India is home to one of the largest Muslim populations in the world. More than two hundred million Muslims live across its cities, villages and regions, forming a community older than many of the states and borders that define South Asia today.
They are not a newly arrived population, nor can their presence be reduced to migration from neighbouring countries. Muslims have lived in the Indian subcontinent for more than a thousand years. They contributed to its scholarship, languages, architecture, agriculture, commerce, military history and political institutions. They helped shape India long before the establishment of the modern republic in 1947.
Yet in contemporary India, this deeply rooted community increasingly finds itself portrayed as foreign, disloyal or threatening.
The pressure does not appear in one form alone. It is visible in citizenship disputes in Assam, forced expulsions of Bengali-speaking Muslims, demolitions of Muslim homes and businesses, restrictions affecting Islamic institutions, mob attacks, anti-Muslim hate campaigns and political language that presents an entire religious minority as a demographic or national-security problem.
The present crisis is therefore not simply a series of isolated communal clashes. It is the result of a longer transformation in which Hindu nationalism has moved from the political margins into the machinery of the state.
Islam’s Long History in India
Islam reached the Indian subcontinent through several routes.
Muslim merchants established connections with the western and southern coasts of India during the earliest centuries of Islam. Arab traders travelled across the Indian Ocean, building commercial and social relationships with local communities, particularly along the Malabar Coast.
Political expansion occurred later. In 93 AH, corresponding to 711 or 712 CE, the young Umayyad commander Muhammad ibn al-Qasim entered Sindh. Over subsequent centuries, various Muslim dynasties governed large parts of the subcontinent, including the Delhi Sultanates and later the Mughal Empire.
Muslim political rule was neither uninterrupted nor uniform, and Muslims did not govern every part of India at all times. Nevertheless, Muslim-ruled states became a central component of Indian history for several centuries.
During those centuries, Muslims remained a numerical minority across much of the subcontinent. The survival of India’s overwhelming Hindu majority itself contradicts simplistic claims that Muslim rule amounted to a continuous programme of forced religious erasure.
The period witnessed conflict, political violence and injustice, as did other empires of its time. But it also produced long periods of coexistence, cultural exchange and shared economic life. Indian civilisation developed through the interaction of Muslims, Hindus, Sikhs, Buddhists, Jains and numerous linguistic and ethnic communities.
To portray Muslims today as strangers to India is therefore not merely discriminatory. It requires the rewriting of India’s own history.
Colonial Rule and the Reshaping of Muslim Society
British colonial dominance transformed the political position of Indian Muslims.

========

(STATED GOAL)
Please sum up the text on Muslims in India in two sentences.

========

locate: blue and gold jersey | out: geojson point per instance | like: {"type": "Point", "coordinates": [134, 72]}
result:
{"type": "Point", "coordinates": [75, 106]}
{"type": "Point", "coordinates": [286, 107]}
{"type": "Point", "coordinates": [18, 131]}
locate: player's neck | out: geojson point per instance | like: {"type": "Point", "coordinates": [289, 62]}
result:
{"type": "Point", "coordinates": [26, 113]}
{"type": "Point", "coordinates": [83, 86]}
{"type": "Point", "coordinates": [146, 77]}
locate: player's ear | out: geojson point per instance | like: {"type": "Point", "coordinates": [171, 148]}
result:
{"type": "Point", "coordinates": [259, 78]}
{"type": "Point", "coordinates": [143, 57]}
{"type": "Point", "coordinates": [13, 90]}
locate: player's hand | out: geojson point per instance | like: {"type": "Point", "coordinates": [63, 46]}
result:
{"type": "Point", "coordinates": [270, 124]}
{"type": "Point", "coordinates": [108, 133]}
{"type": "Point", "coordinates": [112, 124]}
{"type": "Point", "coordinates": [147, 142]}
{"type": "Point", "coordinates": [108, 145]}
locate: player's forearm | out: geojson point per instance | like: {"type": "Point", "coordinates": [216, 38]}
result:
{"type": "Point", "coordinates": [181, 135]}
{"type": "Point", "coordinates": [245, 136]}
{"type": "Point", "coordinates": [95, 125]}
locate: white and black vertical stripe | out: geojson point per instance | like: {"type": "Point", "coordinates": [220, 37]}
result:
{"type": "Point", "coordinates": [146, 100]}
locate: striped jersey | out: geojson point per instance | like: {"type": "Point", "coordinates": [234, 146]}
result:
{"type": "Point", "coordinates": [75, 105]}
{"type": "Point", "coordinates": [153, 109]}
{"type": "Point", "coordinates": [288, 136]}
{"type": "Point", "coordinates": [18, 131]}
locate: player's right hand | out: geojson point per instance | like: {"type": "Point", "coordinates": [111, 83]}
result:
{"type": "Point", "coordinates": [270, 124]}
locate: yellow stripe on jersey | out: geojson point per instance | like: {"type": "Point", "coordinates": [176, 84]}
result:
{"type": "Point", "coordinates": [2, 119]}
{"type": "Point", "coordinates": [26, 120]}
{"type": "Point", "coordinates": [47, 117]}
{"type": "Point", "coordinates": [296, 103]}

========

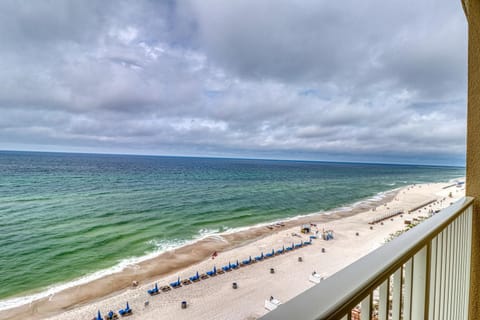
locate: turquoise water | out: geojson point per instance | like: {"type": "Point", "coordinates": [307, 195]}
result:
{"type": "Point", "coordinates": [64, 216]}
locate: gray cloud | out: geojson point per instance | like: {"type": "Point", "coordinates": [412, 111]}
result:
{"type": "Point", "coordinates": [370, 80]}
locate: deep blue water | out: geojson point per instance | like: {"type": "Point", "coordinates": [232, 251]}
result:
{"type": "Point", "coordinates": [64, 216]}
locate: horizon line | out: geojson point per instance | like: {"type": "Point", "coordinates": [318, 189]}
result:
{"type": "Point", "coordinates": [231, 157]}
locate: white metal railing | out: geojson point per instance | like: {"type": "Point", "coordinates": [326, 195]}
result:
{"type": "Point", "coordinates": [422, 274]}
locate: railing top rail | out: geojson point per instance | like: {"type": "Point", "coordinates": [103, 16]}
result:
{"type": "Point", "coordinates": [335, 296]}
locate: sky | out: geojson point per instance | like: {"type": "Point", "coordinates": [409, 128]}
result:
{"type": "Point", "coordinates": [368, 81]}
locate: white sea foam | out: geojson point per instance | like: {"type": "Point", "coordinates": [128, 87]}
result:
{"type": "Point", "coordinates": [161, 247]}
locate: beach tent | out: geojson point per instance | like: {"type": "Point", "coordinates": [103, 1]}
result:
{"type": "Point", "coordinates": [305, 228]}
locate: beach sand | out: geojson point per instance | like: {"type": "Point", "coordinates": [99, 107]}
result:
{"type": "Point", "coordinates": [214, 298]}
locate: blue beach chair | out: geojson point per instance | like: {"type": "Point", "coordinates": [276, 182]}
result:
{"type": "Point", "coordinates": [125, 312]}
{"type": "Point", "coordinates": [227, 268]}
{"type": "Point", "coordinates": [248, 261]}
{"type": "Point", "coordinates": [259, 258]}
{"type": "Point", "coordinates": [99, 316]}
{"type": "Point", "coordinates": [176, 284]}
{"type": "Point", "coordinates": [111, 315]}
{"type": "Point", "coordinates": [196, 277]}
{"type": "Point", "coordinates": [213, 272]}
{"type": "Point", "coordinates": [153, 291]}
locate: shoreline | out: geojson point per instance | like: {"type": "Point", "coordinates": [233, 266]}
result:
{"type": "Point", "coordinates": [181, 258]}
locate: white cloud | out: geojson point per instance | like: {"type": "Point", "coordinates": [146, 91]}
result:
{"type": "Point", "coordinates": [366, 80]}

========

(SOLUTION TO THIS TASK)
India's more than two hundred million Muslims have lived in the subcontinent for over a thousand years and helped shape its scholarship, languages, architecture, commerce and political institutions, yet they are increasingly portrayed as foreign, disloyal or threatening. This pressure, seen in citizenship disputes, expulsions, demolitions, mob attacks and hate campaigns, stems from Hindu nationalism's move into the machinery of the state, and casting Muslims as strangers to India requires rewriting India's own history.